About this task -
In this exercise, set down every entry that follows exactly as it appears.

Exercise inputs -
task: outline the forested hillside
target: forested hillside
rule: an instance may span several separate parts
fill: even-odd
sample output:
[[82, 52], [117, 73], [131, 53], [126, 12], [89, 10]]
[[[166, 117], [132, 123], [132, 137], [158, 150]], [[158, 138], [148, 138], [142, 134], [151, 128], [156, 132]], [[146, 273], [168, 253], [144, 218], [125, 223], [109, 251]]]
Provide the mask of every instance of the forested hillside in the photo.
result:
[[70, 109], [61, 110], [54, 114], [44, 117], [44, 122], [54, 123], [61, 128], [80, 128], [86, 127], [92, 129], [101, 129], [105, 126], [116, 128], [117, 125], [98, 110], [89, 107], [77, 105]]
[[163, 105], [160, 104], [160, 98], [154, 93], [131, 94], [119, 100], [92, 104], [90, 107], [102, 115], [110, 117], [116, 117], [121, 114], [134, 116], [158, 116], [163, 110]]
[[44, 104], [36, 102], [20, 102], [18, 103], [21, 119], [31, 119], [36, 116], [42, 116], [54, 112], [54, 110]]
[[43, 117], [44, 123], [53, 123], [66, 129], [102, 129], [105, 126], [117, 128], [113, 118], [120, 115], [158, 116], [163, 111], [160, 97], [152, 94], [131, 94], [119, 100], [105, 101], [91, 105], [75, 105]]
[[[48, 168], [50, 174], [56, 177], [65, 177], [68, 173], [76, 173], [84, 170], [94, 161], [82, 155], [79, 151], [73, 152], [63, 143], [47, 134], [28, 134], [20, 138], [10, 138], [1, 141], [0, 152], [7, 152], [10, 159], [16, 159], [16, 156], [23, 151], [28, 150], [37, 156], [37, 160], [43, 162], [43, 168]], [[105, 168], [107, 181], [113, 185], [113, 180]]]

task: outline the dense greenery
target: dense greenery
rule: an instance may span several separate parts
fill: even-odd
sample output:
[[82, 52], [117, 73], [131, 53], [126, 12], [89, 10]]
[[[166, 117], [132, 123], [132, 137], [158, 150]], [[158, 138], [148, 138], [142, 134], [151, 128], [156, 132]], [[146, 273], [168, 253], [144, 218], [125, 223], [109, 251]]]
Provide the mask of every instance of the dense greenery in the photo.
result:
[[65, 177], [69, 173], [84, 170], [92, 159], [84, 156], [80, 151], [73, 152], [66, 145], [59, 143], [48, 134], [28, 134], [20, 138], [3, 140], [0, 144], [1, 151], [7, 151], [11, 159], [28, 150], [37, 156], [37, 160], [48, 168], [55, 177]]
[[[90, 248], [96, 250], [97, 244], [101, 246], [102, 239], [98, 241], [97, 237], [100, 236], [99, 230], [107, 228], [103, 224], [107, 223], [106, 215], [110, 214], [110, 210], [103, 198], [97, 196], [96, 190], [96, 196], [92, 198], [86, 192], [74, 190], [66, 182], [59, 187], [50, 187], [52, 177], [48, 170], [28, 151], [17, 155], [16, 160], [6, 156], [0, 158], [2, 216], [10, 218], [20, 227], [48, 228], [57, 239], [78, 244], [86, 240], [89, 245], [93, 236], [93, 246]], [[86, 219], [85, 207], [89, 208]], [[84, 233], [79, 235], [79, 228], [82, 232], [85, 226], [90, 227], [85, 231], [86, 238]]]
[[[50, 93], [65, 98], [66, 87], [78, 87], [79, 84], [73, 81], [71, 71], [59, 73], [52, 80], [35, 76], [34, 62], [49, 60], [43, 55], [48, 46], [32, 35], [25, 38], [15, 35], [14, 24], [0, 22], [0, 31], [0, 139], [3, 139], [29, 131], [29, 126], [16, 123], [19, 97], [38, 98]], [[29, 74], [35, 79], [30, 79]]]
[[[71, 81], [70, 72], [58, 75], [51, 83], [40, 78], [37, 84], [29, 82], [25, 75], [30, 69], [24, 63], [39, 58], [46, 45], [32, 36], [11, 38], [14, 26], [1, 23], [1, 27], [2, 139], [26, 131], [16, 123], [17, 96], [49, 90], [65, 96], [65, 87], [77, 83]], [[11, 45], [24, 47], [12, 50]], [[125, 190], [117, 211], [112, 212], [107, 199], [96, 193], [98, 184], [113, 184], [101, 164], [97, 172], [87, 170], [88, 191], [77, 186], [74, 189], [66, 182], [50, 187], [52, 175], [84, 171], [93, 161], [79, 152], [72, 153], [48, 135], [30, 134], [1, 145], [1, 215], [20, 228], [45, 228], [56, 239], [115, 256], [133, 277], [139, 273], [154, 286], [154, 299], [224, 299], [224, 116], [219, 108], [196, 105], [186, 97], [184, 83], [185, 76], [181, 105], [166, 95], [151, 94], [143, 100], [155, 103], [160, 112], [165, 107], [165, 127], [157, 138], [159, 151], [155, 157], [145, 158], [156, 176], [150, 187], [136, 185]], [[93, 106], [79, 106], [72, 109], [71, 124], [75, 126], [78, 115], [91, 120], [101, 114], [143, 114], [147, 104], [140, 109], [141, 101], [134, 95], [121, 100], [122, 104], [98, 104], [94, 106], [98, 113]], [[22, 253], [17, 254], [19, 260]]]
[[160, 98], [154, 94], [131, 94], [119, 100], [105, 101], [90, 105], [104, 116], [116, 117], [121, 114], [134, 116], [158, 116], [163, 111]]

Response box -
task: outline the forested hillside
target: forested hillside
rule: an instance may span several separate parts
fill: even-odd
sample output:
[[82, 52], [117, 73], [131, 53], [126, 12], [89, 10]]
[[[166, 117], [132, 123], [132, 137], [158, 150]], [[158, 138], [148, 138], [142, 134], [151, 128], [156, 132]], [[146, 273], [168, 253], [144, 218], [125, 223], [109, 251]]]
Provide the mask of every instance of the forested hillside in the photo.
result:
[[70, 109], [61, 110], [54, 114], [44, 117], [44, 122], [54, 123], [61, 128], [80, 128], [86, 127], [92, 129], [101, 129], [105, 126], [116, 128], [117, 125], [98, 110], [89, 107], [77, 105]]
[[163, 105], [160, 104], [160, 98], [154, 93], [131, 94], [119, 100], [92, 104], [90, 107], [102, 115], [110, 117], [116, 117], [121, 114], [134, 116], [158, 116], [163, 110]]
[[44, 104], [36, 102], [20, 102], [18, 103], [21, 119], [31, 119], [36, 116], [42, 116], [54, 112], [54, 110]]
[[43, 117], [44, 123], [53, 123], [66, 129], [102, 129], [105, 126], [117, 128], [113, 118], [120, 115], [158, 116], [163, 111], [160, 97], [152, 94], [131, 94], [119, 100], [105, 101], [91, 105], [75, 105]]
[[[48, 168], [50, 174], [56, 177], [65, 177], [68, 173], [76, 173], [84, 170], [94, 161], [82, 155], [79, 151], [73, 152], [63, 143], [47, 134], [28, 134], [20, 138], [10, 138], [1, 141], [0, 152], [7, 152], [10, 159], [16, 159], [16, 156], [23, 151], [28, 150], [37, 156], [37, 160], [43, 162], [43, 168]], [[105, 168], [107, 181], [113, 185], [113, 180]]]

task: outline the dense greenery
target: dense greenery
rule: an instance may span several separate parts
fill: even-odd
sample output:
[[82, 52], [117, 73], [131, 53], [126, 12], [89, 10]]
[[[166, 117], [132, 123], [132, 137], [158, 150]], [[158, 138], [148, 138], [142, 134], [151, 128], [156, 132]], [[146, 273], [168, 253], [144, 218], [125, 223], [109, 251]]]
Provide the mask of every instance of the dense greenery in the photo.
result:
[[65, 177], [69, 173], [84, 170], [92, 159], [84, 156], [80, 151], [73, 152], [66, 145], [59, 143], [48, 134], [28, 134], [20, 138], [3, 140], [0, 144], [1, 151], [7, 151], [11, 159], [28, 150], [37, 156], [37, 160], [48, 168], [55, 177]]
[[[90, 248], [96, 250], [97, 244], [101, 246], [102, 239], [98, 241], [97, 237], [100, 236], [99, 230], [107, 228], [103, 224], [107, 223], [106, 215], [110, 214], [110, 210], [103, 198], [97, 196], [96, 190], [96, 196], [92, 198], [86, 192], [74, 190], [66, 182], [59, 187], [50, 187], [52, 177], [48, 170], [28, 151], [17, 155], [16, 160], [6, 156], [0, 158], [2, 216], [10, 218], [20, 227], [48, 228], [57, 239], [78, 244], [86, 240], [89, 245], [93, 236], [93, 246]], [[86, 219], [85, 207], [89, 208]], [[84, 233], [79, 235], [79, 228], [82, 232], [85, 226], [90, 227], [85, 231], [86, 238]]]
[[[50, 93], [65, 98], [66, 87], [78, 87], [79, 84], [73, 81], [71, 71], [59, 73], [52, 80], [35, 76], [34, 62], [49, 60], [43, 55], [48, 46], [32, 35], [25, 38], [15, 35], [14, 24], [0, 22], [0, 31], [0, 139], [3, 139], [29, 131], [29, 126], [16, 123], [19, 97], [38, 98]], [[29, 74], [35, 79], [30, 79]]]
[[[71, 81], [70, 72], [58, 75], [51, 83], [40, 78], [37, 84], [29, 82], [25, 75], [30, 69], [24, 63], [39, 58], [46, 45], [32, 36], [11, 38], [14, 26], [1, 23], [1, 27], [2, 139], [26, 131], [16, 123], [17, 96], [49, 90], [65, 96], [65, 87], [77, 83]], [[11, 45], [24, 47], [12, 50]], [[125, 190], [117, 211], [112, 212], [107, 199], [96, 193], [98, 184], [113, 184], [101, 164], [97, 172], [87, 170], [88, 191], [77, 186], [74, 189], [66, 182], [50, 187], [52, 175], [84, 171], [93, 161], [79, 152], [72, 153], [48, 135], [30, 134], [1, 145], [1, 215], [20, 228], [45, 228], [56, 239], [115, 256], [133, 277], [139, 273], [154, 286], [154, 299], [224, 299], [224, 116], [219, 108], [196, 105], [186, 97], [184, 83], [185, 76], [181, 105], [166, 95], [151, 94], [143, 100], [155, 103], [160, 112], [165, 107], [165, 127], [157, 138], [159, 151], [155, 157], [145, 158], [156, 176], [150, 187], [136, 185]], [[93, 106], [79, 106], [72, 109], [71, 124], [75, 126], [78, 115], [91, 120], [101, 114], [143, 114], [147, 104], [140, 109], [141, 101], [134, 95], [121, 100], [122, 104], [98, 104], [94, 106], [98, 113]], [[22, 253], [17, 254], [19, 260]]]
[[160, 98], [154, 94], [131, 94], [119, 100], [105, 101], [90, 105], [104, 116], [116, 117], [121, 114], [134, 116], [158, 116], [163, 111]]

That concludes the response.